» **WHAT THIS TASK INVOLVES**
Copy every line of the records below word for word, but leave out the pictures.

» **EXERCISE MATERIALS**
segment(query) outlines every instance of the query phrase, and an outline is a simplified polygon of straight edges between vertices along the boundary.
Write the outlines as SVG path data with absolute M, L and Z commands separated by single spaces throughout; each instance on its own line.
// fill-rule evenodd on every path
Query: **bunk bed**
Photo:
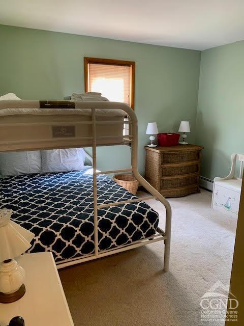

» **RESULT**
segment(query) outlines every instance of the query phrase, and an outline is a simplified polygon of straight edges between vertices along the boundary.
Write the outlines as SVG path data with absolute M, L and Z commands separated by single spaces throughout; each instance on its own line.
// fill-rule evenodd on every path
Query: **bunk bed**
Photo:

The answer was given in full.